(Records drawn from a dataset)
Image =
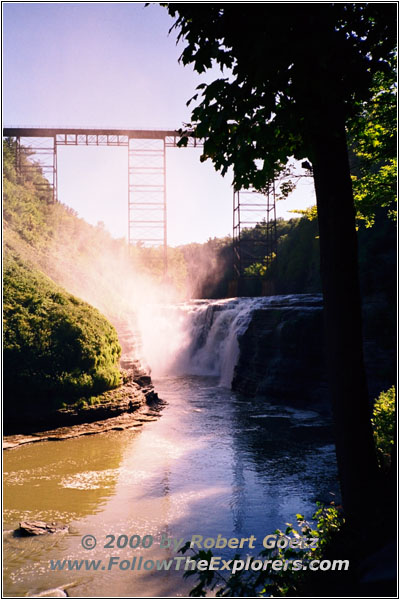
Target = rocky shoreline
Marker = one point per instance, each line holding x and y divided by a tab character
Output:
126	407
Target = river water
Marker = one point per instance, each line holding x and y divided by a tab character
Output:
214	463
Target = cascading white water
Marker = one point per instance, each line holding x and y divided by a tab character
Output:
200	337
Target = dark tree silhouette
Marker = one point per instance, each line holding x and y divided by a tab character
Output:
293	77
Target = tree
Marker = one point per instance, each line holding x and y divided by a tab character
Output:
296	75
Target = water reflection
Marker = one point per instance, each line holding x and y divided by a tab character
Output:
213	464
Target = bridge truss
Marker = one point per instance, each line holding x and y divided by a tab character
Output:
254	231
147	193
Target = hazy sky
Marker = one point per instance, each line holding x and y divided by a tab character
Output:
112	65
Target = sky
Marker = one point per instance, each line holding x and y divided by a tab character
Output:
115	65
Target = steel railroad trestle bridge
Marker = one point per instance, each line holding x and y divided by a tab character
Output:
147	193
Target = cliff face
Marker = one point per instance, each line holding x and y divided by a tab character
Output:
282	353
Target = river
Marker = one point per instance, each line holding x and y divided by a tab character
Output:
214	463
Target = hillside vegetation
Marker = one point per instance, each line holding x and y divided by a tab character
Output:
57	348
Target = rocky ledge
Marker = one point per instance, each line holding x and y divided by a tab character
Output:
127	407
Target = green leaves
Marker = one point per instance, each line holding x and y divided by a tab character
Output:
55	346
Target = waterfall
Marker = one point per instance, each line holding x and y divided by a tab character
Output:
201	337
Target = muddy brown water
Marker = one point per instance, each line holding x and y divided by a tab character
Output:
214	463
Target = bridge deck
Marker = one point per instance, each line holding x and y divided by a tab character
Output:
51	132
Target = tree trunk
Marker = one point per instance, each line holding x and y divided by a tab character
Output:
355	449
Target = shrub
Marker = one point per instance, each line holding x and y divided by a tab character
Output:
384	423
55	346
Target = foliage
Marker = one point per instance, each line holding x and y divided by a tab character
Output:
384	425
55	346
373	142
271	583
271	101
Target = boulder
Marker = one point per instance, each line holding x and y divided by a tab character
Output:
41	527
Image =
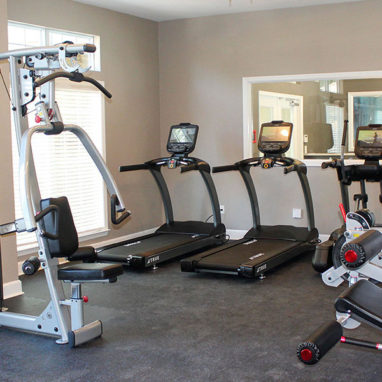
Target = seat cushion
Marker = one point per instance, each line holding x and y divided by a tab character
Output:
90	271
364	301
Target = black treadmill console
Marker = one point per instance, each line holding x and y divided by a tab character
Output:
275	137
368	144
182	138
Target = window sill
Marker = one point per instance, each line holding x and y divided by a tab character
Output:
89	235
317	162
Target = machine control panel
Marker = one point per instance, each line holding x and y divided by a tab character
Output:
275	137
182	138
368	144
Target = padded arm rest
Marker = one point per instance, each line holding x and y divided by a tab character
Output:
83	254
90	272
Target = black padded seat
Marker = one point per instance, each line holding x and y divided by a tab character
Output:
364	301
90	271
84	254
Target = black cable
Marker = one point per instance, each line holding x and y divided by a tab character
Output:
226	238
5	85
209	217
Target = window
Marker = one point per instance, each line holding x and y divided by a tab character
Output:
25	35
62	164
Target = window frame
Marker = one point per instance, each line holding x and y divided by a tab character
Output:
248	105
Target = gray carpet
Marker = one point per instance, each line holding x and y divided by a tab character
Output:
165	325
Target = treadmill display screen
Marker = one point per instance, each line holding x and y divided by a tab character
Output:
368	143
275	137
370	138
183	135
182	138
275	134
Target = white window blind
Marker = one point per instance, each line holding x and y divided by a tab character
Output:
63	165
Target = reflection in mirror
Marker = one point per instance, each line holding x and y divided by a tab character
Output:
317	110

[The task]
When a line in the records above contains the word "white", copy it.

[Task result]
Target = cascading white water
Target = white window blind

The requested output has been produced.